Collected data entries
'''

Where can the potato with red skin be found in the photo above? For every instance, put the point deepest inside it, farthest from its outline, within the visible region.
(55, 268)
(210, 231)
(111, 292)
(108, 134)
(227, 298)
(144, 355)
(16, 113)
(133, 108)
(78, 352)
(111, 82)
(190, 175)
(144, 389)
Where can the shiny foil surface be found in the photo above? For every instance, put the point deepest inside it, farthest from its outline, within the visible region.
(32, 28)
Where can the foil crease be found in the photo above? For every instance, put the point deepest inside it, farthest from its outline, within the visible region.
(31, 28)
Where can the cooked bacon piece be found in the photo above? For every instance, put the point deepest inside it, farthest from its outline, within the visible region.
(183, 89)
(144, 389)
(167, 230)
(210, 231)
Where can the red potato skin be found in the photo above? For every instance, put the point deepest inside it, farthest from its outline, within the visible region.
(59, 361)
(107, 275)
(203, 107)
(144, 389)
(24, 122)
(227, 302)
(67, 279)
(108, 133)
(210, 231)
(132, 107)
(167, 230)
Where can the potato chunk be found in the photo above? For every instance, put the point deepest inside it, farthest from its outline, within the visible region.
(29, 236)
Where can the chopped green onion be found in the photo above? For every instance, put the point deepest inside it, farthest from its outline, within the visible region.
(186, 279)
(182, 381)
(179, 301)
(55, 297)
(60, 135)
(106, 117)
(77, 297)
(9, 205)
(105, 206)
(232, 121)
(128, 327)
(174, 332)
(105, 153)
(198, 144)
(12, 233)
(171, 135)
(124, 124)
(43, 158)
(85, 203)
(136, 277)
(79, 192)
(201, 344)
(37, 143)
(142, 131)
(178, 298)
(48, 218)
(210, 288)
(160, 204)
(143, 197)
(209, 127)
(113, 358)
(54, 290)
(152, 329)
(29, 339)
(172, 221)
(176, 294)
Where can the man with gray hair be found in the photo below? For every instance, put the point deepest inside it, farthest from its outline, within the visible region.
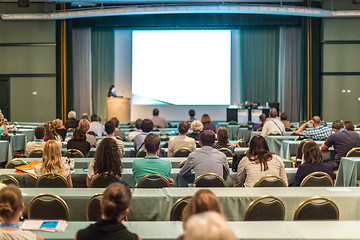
(318, 132)
(342, 141)
(72, 122)
(273, 125)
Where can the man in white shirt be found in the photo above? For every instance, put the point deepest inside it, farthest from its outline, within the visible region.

'''

* Task requirements *
Reproduce each entry exactly, without the pictures.

* Your solution *
Where can the potato with red skin be found in the photo above? For every instance, put the point deepest inside it, farthest from its outline, within the visible region.
(55, 268)
(210, 231)
(111, 292)
(108, 134)
(227, 298)
(144, 355)
(16, 113)
(133, 108)
(78, 352)
(111, 82)
(190, 175)
(144, 389)
Where can the shiny foil surface be found in the photo above? For every instance, put the point deepest inside it, farthest from its outline, within the visible region.
(32, 28)
Where can the foil crease be found in the photo above? For every instance, put the point deepest inside it, farthest from its outline, within the visible region.
(31, 28)
Where can the cooked bacon piece be found in the photo above? For every instance, put the point deepest inside it, farthest from its outline, within the visible region.
(183, 89)
(144, 389)
(167, 230)
(210, 231)
Where can the red potato skin be found in the photo above? For every instance, put the point deepest inside it, farthest from its outline, within the visible region.
(59, 361)
(107, 275)
(203, 107)
(144, 389)
(24, 122)
(227, 302)
(67, 279)
(108, 133)
(210, 231)
(132, 107)
(167, 230)
Where can the potato chunk be found in the photo above? For every instance, put the point deepest inside it, farthest from its outline, within the visible region.
(29, 236)
Where can the chopped green onion be found in the photo above? For every instance, put the point deepest inside it, farthest from its outline, within the visible region.
(186, 279)
(182, 381)
(179, 301)
(55, 297)
(60, 135)
(106, 117)
(77, 297)
(9, 205)
(105, 206)
(232, 121)
(128, 327)
(174, 332)
(105, 153)
(198, 144)
(12, 233)
(171, 135)
(124, 124)
(43, 158)
(85, 203)
(136, 277)
(79, 192)
(201, 344)
(37, 143)
(142, 131)
(178, 298)
(48, 218)
(210, 288)
(160, 204)
(143, 197)
(209, 127)
(113, 358)
(54, 290)
(152, 329)
(29, 339)
(172, 221)
(176, 294)
Where can the man with gray hair be found in the photo below? For every instance, put the point deepest inside it, farthest from its outline, within the visible region.
(318, 132)
(342, 141)
(72, 122)
(273, 125)
Where can the man in white shirt be found in the photo above? For every instance, put the point deepest inside it, farthest from its outline, within the visible region.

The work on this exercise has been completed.